■ **Exercise goal**: Rewrite every entry below, swapping "stainless steel" for "brushed nickel" wherever it occurs and leaving everything else the same.

■ **Provided data**:

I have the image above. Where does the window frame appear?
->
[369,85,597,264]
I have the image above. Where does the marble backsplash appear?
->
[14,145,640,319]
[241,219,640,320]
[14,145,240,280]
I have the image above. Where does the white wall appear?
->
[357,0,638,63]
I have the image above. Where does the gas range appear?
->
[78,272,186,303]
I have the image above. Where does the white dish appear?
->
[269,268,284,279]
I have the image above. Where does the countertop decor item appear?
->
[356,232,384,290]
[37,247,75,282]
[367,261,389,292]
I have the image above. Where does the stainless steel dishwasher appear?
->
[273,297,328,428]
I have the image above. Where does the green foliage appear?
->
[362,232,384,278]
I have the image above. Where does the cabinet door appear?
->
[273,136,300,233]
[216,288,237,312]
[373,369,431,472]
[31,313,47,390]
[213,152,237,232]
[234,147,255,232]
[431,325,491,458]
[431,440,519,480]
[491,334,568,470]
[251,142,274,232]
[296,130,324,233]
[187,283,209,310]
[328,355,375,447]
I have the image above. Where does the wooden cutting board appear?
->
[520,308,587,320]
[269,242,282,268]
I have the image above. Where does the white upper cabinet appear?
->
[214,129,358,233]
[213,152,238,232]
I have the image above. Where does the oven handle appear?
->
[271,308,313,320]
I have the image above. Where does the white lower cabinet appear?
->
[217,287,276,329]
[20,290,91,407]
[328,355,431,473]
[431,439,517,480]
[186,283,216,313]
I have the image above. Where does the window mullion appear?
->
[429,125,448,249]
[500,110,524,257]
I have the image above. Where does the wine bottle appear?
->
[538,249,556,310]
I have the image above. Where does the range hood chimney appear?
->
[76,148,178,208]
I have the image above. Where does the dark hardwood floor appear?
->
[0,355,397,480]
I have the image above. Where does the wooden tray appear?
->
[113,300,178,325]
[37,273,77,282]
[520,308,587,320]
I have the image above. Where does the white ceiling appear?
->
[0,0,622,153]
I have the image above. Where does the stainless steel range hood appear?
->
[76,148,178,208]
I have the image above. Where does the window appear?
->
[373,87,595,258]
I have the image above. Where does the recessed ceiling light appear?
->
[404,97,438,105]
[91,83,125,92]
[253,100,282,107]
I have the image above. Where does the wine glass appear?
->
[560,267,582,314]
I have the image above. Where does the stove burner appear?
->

■ **Expected answer**:
I have the image above. Where does the window frame appear?
->
[369,85,597,264]
I have the image above. Where does the marble backsplash appear?
->
[14,145,640,319]
[241,219,640,320]
[14,145,240,280]
I have the image above. Where does the white wall appear?
->
[357,0,638,63]
I have the image above. Where does the gas range appear?
->
[78,272,186,303]
I have the image above. Where does the white dish appear?
->
[269,268,284,279]
I have the image above. Where does the countertop decor item appear?
->
[356,232,384,290]
[37,247,75,282]
[367,261,389,292]
I have the image above. Where does the brushed nickel dishwasher appear?
->
[273,297,328,428]
I have the image above. Where does the green foliage appear?
->
[362,232,384,278]
I have the image above. Where does the cabinet door appear?
->
[273,136,300,233]
[216,288,237,312]
[373,369,431,472]
[31,313,47,390]
[213,152,237,232]
[234,147,255,232]
[431,325,491,458]
[431,440,519,480]
[491,334,568,470]
[251,142,274,232]
[296,130,324,233]
[187,283,209,310]
[328,355,375,447]
I have the image above. Where does the wooden cutting board appear?
->
[520,308,587,320]
[269,242,282,268]
I have the image above. Where does the white upper cabinet appear?
->
[214,129,358,233]
[213,152,238,232]
I have the image above. Where does the oven handle appear?
->
[271,308,313,320]
I have the image above. Where does the white lower cabinet appear?
->
[217,287,276,329]
[20,290,91,407]
[328,355,431,473]
[431,439,517,480]
[186,283,216,313]
I have the image above. Where does the window mullion appear?
->
[429,125,448,249]
[500,110,524,257]
I have the image above. Where does the wine bottle appear?
->
[538,249,556,310]
I have the image above. Where does the range hood chimney appear?
->
[76,148,178,208]
I have the image above. Where does the dark hardwood floor appear?
->
[0,355,397,480]
I have the image above. Where does the wooden tray appear?
->
[113,300,178,325]
[37,273,77,282]
[520,308,587,320]
I have the image above. Where does the white ceiling appear?
->
[0,0,622,153]
I have the image above. Where does the brushed nickel range hood appear?
->
[76,148,178,208]
I have the image above. Where does the window appear?
->
[373,87,595,258]
I have the image above. Where does the recessed ceiling light appear?
->
[404,97,438,105]
[91,83,125,92]
[253,100,282,107]
I have the image above. Where does the wine glass appear?
->
[560,267,582,314]
I have the image above. Where does the stove burner appear?
->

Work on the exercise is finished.